---------- Source text

It is convenient to express the local potential energy of atom ${\displaystyle i}$ in structure ${\displaystyle \alpha }$ in terms of linear coefficients ${\displaystyle w_{i_{\mathrm {B} }}}$ and a kernel ${\displaystyle K\left(\mathbf {X} _{i},\mathbf {X} _{i_{\mathrm {B} }}\right)}$ as follows

${\displaystyle U_{i}^{\alpha }=\sum \limits _{i_{\mathrm {B} }=1}^{N_{\mathrm {B} }}w_{i_{\mathrm {B} }}K\left(\mathbf {X} _{i}^{\alpha },\mathbf {X} _{i_{\mathrm {B} }}\right)}$

where ${\displaystyle N_{\mathrm {B} }}$ is the basis set size. The kernel ${\displaystyle K\left(\mathbf {X} _{i},\mathbf {X} _{i_{\mathrm {B} }}\right)}$ measures the similarity between a local configuration from the training set ${\displaystyle \rho _{i}(\mathbf {r} )}$ and basis set ${\displaystyle \rho _{i_{\mathrm {B} }}(\mathbf {r} )}$. Using the radial and angular descriptors it is written as

${\displaystyle K\left(\mathbf {X} _{i},\mathbf {X} _{i_{\mathrm {B} }}\right)=\beta ^{(2)}\left(\mathbf {X} _{i}^{(2)}\cdot \mathbf {X} _{i_{\mathrm {B} }}^{(2)}\right)+\beta ^{(3)}\left(\mathbf {\hat {X}} _{i}^{(3)}\cdot \mathbf {\hat {X}} _{i_{\mathrm {B} }}^{(3)}\right)^{\zeta ^{(3)}}.}$

Here the vectors ${\displaystyle \mathbf {X} _{i}^{(2)}}$ and ${\displaystyle \mathbf {\hat {X}} _{i}^{(3)}}$ contain all coefficients ${\displaystyle c_{n00}^{i}}$ and ${\displaystyle p_{n\nu l}^{i}}$, respectively. The notation ${\displaystyle \mathbf {\hat {X}} _{i}^{(3)}}$ indicates that it is a normalized vector of ${\displaystyle \mathbf {X} _{i}^{(3)}}$. The parameters ${\displaystyle \beta ^{(2)}}$ and ${\displaystyle \beta ^{(3)}}$ control the weighting of the radial and angular terms, respectively. The parameter ${\displaystyle \zeta ^{(3)}}$ controls the sharpness of the kernel and the order of the many-body interactions.

--------------------
---------- Data to use

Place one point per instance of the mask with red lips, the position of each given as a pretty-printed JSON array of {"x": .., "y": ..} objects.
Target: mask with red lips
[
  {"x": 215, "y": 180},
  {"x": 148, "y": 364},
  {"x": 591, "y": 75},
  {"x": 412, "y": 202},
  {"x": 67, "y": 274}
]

--------------------

Short task A:
Rewrite every line of the recorded data as a numbered list, skipping any blank lines.
Short task B:
Pick up the passage on the kernel for an atom's local potential energy right after its last sentence, and write the next part.

Final result A:
1. Place one point per instance of the mask with red lips, the position of each given as a pretty-printed JSON array of {"x": .., "y": ..} objects.
2. Target: mask with red lips
3. [
4.   {"x": 215, "y": 180},
5.   {"x": 148, "y": 364},
6.   {"x": 591, "y": 75},
7.   {"x": 412, "y": 202},
8.   {"x": 67, "y": 274}
9. ]

Final result B:
### Matrix vector form of linear equations

Similarly to the energy ${\displaystyle U_{i}^{\alpha }}$the forces and the stress tensor are also described as linear functions of the coefficients ${\displaystyle w_{i_{\mathrm {B} }}}$. All three are fitted simultaneously which leads to following matrix-vector form

${\displaystyle \mathbf {Y} =\mathbf {\Phi } \mathbf {w} }$

where ${\displaystyle \mathbf {Y} }$ is a super vector consisting of the sub vectors ${\displaystyle \{\mathbf {y} ^{\alpha }|\alpha =1,...,N_{\mathrm {st} }\}}$. Here each ${\displaystyle \mathbf {y} ^{\alpha }}$ contains the first principle energies per atom, forces and stress tensors for each structure ${\displaystyle \alpha }$. ${\displaystyle N_{\mathrm {st} }}$ denotes the total number of structures. The size of ${\displaystyle \mathbf {Y} }$ is ${\displaystyle N_{\mathrm {st} }\times (1+3N_{a}^{\alpha }+6)}$.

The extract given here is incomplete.